Leave out the pictures and copy each record below exactly.

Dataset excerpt

....

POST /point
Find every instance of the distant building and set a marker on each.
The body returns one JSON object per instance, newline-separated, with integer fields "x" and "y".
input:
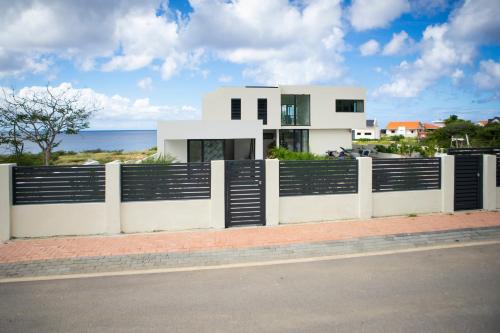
{"x": 371, "y": 131}
{"x": 494, "y": 120}
{"x": 408, "y": 129}
{"x": 438, "y": 123}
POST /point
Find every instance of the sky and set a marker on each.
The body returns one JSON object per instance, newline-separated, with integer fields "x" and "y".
{"x": 144, "y": 61}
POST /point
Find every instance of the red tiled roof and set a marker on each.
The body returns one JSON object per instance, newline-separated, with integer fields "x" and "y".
{"x": 407, "y": 124}
{"x": 430, "y": 126}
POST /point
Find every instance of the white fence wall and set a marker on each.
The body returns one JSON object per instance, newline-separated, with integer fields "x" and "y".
{"x": 114, "y": 216}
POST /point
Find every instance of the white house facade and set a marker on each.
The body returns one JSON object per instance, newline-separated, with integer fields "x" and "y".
{"x": 244, "y": 122}
{"x": 371, "y": 131}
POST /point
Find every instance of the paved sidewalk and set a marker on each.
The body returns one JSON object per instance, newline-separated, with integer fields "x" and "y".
{"x": 29, "y": 250}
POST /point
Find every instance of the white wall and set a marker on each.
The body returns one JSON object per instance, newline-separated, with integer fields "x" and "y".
{"x": 372, "y": 133}
{"x": 172, "y": 135}
{"x": 498, "y": 197}
{"x": 217, "y": 105}
{"x": 406, "y": 202}
{"x": 58, "y": 219}
{"x": 310, "y": 208}
{"x": 322, "y": 140}
{"x": 147, "y": 216}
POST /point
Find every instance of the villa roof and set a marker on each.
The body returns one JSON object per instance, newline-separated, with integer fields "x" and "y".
{"x": 430, "y": 126}
{"x": 407, "y": 124}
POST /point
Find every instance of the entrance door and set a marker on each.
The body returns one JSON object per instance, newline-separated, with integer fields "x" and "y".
{"x": 468, "y": 182}
{"x": 245, "y": 193}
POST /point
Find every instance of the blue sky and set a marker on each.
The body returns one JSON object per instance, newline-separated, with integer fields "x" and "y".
{"x": 143, "y": 61}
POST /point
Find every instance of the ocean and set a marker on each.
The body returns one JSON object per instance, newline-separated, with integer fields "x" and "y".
{"x": 126, "y": 140}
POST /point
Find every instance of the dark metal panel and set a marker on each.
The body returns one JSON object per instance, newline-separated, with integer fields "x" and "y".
{"x": 318, "y": 177}
{"x": 468, "y": 182}
{"x": 177, "y": 181}
{"x": 406, "y": 174}
{"x": 245, "y": 200}
{"x": 58, "y": 184}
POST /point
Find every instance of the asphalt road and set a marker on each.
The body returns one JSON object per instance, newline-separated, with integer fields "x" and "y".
{"x": 448, "y": 290}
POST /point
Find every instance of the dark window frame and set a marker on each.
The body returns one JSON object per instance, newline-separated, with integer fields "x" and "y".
{"x": 235, "y": 108}
{"x": 262, "y": 110}
{"x": 202, "y": 148}
{"x": 294, "y": 135}
{"x": 339, "y": 107}
{"x": 295, "y": 115}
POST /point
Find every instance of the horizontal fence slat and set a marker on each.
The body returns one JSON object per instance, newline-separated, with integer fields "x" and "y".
{"x": 176, "y": 181}
{"x": 318, "y": 177}
{"x": 406, "y": 174}
{"x": 58, "y": 184}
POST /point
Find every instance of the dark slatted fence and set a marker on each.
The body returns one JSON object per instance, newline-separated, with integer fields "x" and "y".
{"x": 406, "y": 174}
{"x": 58, "y": 184}
{"x": 479, "y": 151}
{"x": 177, "y": 181}
{"x": 318, "y": 177}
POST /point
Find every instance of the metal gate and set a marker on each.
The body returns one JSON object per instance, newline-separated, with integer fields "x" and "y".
{"x": 468, "y": 182}
{"x": 245, "y": 193}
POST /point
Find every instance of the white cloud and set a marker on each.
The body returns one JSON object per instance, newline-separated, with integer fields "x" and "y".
{"x": 457, "y": 76}
{"x": 225, "y": 78}
{"x": 488, "y": 76}
{"x": 145, "y": 84}
{"x": 369, "y": 14}
{"x": 118, "y": 112}
{"x": 438, "y": 58}
{"x": 371, "y": 47}
{"x": 445, "y": 48}
{"x": 276, "y": 40}
{"x": 128, "y": 35}
{"x": 400, "y": 43}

....

» **EXPECTED ANSWER**
POST /point
Find every instance of the distant building and set a marker on each.
The body returns one JSON object per instance, newline-separated, with integer fields "x" and "y".
input:
{"x": 371, "y": 131}
{"x": 494, "y": 120}
{"x": 408, "y": 129}
{"x": 438, "y": 123}
POST /point
Find every instance of the sky and set a marker on each.
The body returns one JSON object per instance, newline-separated, with integer fields "x" and "y".
{"x": 144, "y": 61}
POST /point
Find every instance of the red tiled roof and set a marker on each.
The body returns one JSON object per instance, newline-separated, with integer fields "x" and "y".
{"x": 407, "y": 124}
{"x": 430, "y": 126}
POST /point
Find every instance of the white fence wall and set a marker on each.
The body returns one JSON object per instance, newline-separated, with integer fields "x" and "y".
{"x": 114, "y": 216}
POST /point
Find every instance of the white house facade and set a marker on each.
The body returns one JSON object per instance, newline-separated, with integer fields "x" and "y".
{"x": 244, "y": 122}
{"x": 371, "y": 131}
POST /point
Find every instance of the paved sidewalk and set a marker on each.
The body returns one JSON object per instance, newline-separated, with integer fields "x" and "y".
{"x": 29, "y": 250}
POST /point
Find every instance of the white wall and set a marker on each.
The body returns one JSON object per instance, newline-separated, with integer fields "x" and "y".
{"x": 372, "y": 133}
{"x": 172, "y": 135}
{"x": 498, "y": 197}
{"x": 217, "y": 105}
{"x": 406, "y": 202}
{"x": 58, "y": 219}
{"x": 310, "y": 208}
{"x": 322, "y": 140}
{"x": 147, "y": 216}
POST /point
Find every instance of the villa roof and set a marker on each.
The body returns one JSON object per instance, newline-separated, with integer fields "x" and "y".
{"x": 430, "y": 126}
{"x": 407, "y": 124}
POST /point
Find every instance of the entrance door and set a marker on each.
The body returns one JSON object per instance, newline-separated, with integer fields "x" and "y".
{"x": 468, "y": 182}
{"x": 245, "y": 193}
POST /point
Find every instance of the blue sky and set a marker on each.
The body returns one JSON object per instance, newline-separated, with integer fields "x" and "y".
{"x": 143, "y": 61}
POST /point
Find every instance of the ocean and set a marker on each.
The body returns one JSON object per instance, newline-separated, with integer fields "x" and "y".
{"x": 126, "y": 140}
POST /point
Find every instance of the dark metal panel and set a marker on each.
The body returns one JSON object per instance, newline-separated, with integer fields "x" and "y".
{"x": 318, "y": 177}
{"x": 468, "y": 182}
{"x": 177, "y": 181}
{"x": 406, "y": 174}
{"x": 245, "y": 200}
{"x": 58, "y": 184}
POST /point
Find every instance of the asphalt road and set a marker on each.
The body returns one JSON object per instance, newline-separated, with integer fields "x" and "y".
{"x": 448, "y": 290}
POST /point
Find every instance of the dark window frame and set a marker on each.
The body returns one JSON object per instance, newline-separated, with integer fields "x" and "y".
{"x": 235, "y": 108}
{"x": 262, "y": 110}
{"x": 202, "y": 148}
{"x": 294, "y": 135}
{"x": 339, "y": 107}
{"x": 295, "y": 115}
POST /point
Find every instance of the horizontal fence slat and set a marker on each.
The body returns one JSON object per instance, newline-separated, with integer fields "x" and "y".
{"x": 176, "y": 181}
{"x": 318, "y": 177}
{"x": 406, "y": 174}
{"x": 58, "y": 184}
POST /point
Find every instance of the dark slatted fence and set a marker on each.
The body returns one JSON object per instance, newline-separated, with integer fields "x" and "y".
{"x": 406, "y": 174}
{"x": 58, "y": 184}
{"x": 479, "y": 151}
{"x": 177, "y": 181}
{"x": 318, "y": 177}
POST /point
Find every instance of the metal gate and set a marker on each.
The body returns one JSON object per instance, newline-separated, with integer fields "x" and "y".
{"x": 468, "y": 182}
{"x": 245, "y": 193}
POST /point
Find every instance of the white cloud and set a marker on each.
The body returns one JSON object per instance, newline-separated, with integer fields "x" and "y".
{"x": 457, "y": 76}
{"x": 225, "y": 78}
{"x": 488, "y": 76}
{"x": 145, "y": 84}
{"x": 369, "y": 14}
{"x": 118, "y": 112}
{"x": 438, "y": 58}
{"x": 371, "y": 47}
{"x": 445, "y": 48}
{"x": 276, "y": 40}
{"x": 128, "y": 35}
{"x": 400, "y": 43}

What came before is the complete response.